A farmhouse, dating from circa 1777, for Thomas Hancox of Daneway House, and associated agricultural buildings, comprising two stable blocks, one dated 1834, looseboxes, a calveshouse and an open-fronted implement shed.

Description


A farmhouse, dating from circa 1777, for Thomas Hancox of Daneway House, and associated agricultural buildings, comprising two stable blocks, one dated 1834, looseboxes, a calveshouse and an open-fronted implement shed.

MATERIALS
All the buildings are constructed from local limestone rubble, some with dressed quoins; the roofs are a mixture of Cotswold stone tiles and Welsh slate.

PLAN
The agricultural buildings partly surround a courtyard, which is fully enclosed on its north and east sides, and partly enclosed to the south; the house is set slightly apart to the west.

HOUSE
EXTERIOR
The house is of two storeys and three bays, a double-fronted range with a central, gabled entrance porch; to the left end, a lower additional bay of a single storey and attic, with a gabled half-dormer and gable end stack. To the right, the outshut returns to create a narrow gabled bay. There is a glazed lean-to to the right. The main range has been rendered, presumably to disguise the blocked window in the central bay at first-floor level. The entrance door is a C20 replacement in a wide opening, with glazed panels above raised and fielded panels. The windows are all horizontal, three-light timber casements. There are gabled dormers set centrally in the roof slopes to front and back. The gable end stacks are limestone ashlar, with moulded tops; one carries the date of 1777. The rear elevation is less regular, with an outshut clasping the rear of the original range, and returning to the east end. This has two gabled dormers set at irregular intervals. To the rear of the later bay at the west end, is a lean-to with a small external stack, possibly formerly a dairy or brewhouse.

● **Job**: In the farmhouse description above, what are the roofs made of?

● **Records**:
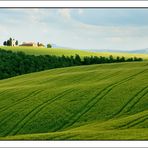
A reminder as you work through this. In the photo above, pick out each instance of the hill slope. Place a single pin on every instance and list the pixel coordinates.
(107, 101)
(69, 52)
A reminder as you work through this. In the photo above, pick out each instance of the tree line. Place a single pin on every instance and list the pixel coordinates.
(9, 42)
(17, 63)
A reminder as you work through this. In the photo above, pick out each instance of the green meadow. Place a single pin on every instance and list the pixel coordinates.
(95, 102)
(69, 52)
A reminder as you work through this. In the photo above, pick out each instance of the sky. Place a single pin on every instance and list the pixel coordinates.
(85, 28)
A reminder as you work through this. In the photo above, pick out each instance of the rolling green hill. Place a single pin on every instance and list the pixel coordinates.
(106, 101)
(69, 52)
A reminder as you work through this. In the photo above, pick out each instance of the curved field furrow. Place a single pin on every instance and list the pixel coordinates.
(133, 122)
(33, 112)
(81, 102)
(130, 101)
(91, 103)
(34, 93)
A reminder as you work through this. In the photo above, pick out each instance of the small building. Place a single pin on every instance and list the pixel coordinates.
(13, 43)
(29, 44)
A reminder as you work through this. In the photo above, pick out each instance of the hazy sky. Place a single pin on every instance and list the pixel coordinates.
(123, 29)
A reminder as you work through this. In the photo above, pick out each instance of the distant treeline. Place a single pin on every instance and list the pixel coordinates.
(17, 63)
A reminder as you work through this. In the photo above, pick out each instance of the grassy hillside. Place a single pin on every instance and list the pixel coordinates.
(69, 52)
(107, 101)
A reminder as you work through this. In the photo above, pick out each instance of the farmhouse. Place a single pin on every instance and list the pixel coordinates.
(29, 44)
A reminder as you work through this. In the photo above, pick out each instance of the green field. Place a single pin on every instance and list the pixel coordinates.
(69, 52)
(99, 102)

● **Reply to the task**: A mixture of Cotswold stone tiles and Welsh slate.